- _Problem requirements_
Give back the line where "Task: indicate the repair tool" appears and all the lines after it until the listing ends, unchanged and with nothing else.
-------- Excerpted records
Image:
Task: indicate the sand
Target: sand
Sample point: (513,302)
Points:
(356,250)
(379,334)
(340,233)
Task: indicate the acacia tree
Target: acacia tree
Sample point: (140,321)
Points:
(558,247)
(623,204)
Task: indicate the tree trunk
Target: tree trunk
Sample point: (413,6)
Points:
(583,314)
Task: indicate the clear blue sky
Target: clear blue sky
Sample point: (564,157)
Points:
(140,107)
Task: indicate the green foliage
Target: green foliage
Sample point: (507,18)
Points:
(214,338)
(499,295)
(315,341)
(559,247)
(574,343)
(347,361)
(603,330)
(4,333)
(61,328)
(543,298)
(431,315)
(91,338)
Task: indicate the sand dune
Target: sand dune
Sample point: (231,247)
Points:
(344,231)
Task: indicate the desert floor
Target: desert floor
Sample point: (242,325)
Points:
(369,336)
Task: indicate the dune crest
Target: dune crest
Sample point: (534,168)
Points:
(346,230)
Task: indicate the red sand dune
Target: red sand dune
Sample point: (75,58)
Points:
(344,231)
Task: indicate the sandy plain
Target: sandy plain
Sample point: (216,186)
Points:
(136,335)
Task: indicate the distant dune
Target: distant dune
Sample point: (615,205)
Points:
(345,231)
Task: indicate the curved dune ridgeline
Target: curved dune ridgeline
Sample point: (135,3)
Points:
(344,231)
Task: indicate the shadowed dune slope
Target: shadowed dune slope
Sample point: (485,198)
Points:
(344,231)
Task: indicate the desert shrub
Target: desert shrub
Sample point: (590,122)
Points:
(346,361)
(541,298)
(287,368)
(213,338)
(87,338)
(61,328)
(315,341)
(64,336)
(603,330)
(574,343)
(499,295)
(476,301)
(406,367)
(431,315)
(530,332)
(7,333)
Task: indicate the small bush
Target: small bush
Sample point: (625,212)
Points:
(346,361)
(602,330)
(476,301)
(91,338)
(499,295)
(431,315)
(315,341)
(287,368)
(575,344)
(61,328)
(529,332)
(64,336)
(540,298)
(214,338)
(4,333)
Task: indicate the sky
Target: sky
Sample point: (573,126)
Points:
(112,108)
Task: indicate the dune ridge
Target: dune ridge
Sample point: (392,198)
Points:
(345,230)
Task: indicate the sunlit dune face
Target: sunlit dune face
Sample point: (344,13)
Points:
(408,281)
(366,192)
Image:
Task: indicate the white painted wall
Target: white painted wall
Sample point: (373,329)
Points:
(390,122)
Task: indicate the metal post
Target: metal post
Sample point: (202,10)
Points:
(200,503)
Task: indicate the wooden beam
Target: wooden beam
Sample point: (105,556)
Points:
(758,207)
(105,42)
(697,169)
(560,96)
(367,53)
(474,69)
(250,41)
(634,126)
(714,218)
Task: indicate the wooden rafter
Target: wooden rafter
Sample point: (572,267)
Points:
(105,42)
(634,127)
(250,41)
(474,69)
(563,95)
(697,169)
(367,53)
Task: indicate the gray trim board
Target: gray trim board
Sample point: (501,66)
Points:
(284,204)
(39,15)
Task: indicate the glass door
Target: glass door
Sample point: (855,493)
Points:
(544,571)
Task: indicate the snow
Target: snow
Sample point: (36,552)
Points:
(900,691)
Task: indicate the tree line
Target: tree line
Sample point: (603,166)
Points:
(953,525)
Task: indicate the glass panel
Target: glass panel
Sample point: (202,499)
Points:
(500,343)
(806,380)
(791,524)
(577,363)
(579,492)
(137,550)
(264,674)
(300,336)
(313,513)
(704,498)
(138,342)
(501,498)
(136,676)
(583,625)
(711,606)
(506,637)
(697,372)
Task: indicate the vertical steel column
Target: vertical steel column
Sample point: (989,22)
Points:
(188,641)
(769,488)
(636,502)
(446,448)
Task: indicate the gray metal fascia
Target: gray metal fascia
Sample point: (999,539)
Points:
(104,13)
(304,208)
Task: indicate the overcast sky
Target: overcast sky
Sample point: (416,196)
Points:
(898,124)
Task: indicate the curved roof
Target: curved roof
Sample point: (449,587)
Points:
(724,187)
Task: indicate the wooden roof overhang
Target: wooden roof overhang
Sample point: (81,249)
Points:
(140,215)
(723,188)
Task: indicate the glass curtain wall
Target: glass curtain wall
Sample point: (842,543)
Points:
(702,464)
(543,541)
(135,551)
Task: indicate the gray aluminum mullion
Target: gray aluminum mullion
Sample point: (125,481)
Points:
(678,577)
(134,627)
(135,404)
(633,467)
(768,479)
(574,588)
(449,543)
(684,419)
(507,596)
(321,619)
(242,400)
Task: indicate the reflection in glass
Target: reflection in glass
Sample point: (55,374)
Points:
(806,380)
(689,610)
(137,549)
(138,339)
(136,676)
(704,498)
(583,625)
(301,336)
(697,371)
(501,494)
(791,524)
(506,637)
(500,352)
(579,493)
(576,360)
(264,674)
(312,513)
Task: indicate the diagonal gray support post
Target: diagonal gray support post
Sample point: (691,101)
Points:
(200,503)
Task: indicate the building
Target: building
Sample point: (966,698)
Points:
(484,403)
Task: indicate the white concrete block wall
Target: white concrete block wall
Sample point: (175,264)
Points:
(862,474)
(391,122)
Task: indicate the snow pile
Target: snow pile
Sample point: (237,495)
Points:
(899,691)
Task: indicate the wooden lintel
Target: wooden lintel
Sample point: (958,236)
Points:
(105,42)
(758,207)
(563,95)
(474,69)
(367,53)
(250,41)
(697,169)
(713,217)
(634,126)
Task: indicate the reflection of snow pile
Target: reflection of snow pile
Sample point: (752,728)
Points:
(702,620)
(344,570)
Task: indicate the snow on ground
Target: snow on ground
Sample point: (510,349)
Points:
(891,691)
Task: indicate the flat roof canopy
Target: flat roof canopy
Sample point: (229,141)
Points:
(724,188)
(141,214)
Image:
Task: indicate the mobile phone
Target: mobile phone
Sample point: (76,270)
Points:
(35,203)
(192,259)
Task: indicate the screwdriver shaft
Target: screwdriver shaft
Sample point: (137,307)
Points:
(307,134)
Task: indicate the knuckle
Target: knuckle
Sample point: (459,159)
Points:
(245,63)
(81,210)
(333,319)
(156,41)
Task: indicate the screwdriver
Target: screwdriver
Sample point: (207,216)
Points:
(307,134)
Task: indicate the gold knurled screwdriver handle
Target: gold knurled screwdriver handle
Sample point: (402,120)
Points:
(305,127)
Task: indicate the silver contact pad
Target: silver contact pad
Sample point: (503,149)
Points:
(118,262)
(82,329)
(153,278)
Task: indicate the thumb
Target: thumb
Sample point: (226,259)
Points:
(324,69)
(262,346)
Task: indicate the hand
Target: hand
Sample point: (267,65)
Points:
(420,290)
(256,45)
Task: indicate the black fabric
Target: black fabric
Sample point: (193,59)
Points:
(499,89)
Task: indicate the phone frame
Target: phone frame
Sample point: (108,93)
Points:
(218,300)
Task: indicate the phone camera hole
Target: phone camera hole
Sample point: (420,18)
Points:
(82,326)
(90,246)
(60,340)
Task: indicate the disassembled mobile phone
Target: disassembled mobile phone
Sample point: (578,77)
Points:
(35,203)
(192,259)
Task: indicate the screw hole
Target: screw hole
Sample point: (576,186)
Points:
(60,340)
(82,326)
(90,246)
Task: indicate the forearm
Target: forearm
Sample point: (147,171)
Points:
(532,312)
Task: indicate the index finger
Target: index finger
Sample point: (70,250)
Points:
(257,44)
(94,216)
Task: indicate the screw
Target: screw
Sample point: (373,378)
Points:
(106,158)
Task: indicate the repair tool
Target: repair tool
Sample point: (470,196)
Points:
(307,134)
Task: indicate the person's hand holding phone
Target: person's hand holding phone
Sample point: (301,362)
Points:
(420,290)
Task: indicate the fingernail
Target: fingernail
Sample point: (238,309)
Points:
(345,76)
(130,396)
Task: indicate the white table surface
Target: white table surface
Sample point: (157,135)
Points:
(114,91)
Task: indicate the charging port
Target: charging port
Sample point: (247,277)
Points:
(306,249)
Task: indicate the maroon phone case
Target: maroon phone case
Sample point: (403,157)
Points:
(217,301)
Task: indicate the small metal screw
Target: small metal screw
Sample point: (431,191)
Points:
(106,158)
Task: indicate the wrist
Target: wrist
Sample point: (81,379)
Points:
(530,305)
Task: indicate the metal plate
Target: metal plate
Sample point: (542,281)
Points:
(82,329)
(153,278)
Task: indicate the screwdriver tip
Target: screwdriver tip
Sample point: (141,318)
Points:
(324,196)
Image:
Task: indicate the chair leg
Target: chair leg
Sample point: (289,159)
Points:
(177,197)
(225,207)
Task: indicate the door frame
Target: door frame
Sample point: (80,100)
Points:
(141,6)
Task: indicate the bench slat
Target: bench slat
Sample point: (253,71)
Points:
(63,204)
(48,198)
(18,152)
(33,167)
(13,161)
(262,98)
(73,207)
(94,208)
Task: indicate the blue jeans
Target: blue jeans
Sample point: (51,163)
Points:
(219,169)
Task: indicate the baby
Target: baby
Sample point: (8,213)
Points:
----------------
- _Task solution_
Task: indicate the repair tool
Target: repair tool
Sample point: (470,196)
Points:
(307,134)
Task: indicate the person's hand holding phone
Target: person's hand holding phone
Sample point: (301,362)
Points:
(420,290)
Task: indicate the fingernail
Target: fingernail
Sample point: (238,309)
Points:
(345,76)
(130,396)
Task: indicate the white table surface
Target: white table surface
Sample point: (157,135)
Points:
(114,91)
Task: indicate the charging port
Target: charging port
Sample point: (247,277)
Points:
(306,249)
Task: indicate the maroon phone case
Target: maroon phone case
Sample point: (403,157)
Points:
(217,301)
Task: indicate the small metal screw
Target: small metal screw
Sample point: (431,191)
Points:
(106,158)
Task: indicate the wrist
Target: wrist
Sample point: (81,379)
Points:
(530,305)
Task: indicate the metal plate
Target: metal plate
Sample point: (542,281)
Points:
(82,329)
(153,278)
Task: indicate the screwdriver tip
Target: screwdriver tip
Sample point: (141,318)
Points:
(324,196)
Image:
Task: indicate the chair leg
Target: chair leg
Sample point: (289,159)
Points:
(177,197)
(225,207)
Task: indicate the door frame
Target: door frame
Sample point: (80,100)
Points:
(141,6)
Task: indicate the bench slat
Target: bench slat
Sample point: (253,71)
Points:
(63,204)
(48,198)
(18,152)
(33,167)
(13,161)
(262,98)
(73,207)
(94,208)
Task: indicate the blue jeans
Target: blue jeans
Sample point: (51,163)
Points:
(219,169)
Task: indicate the baby
Target: baby
Sample point: (8,213)
Points:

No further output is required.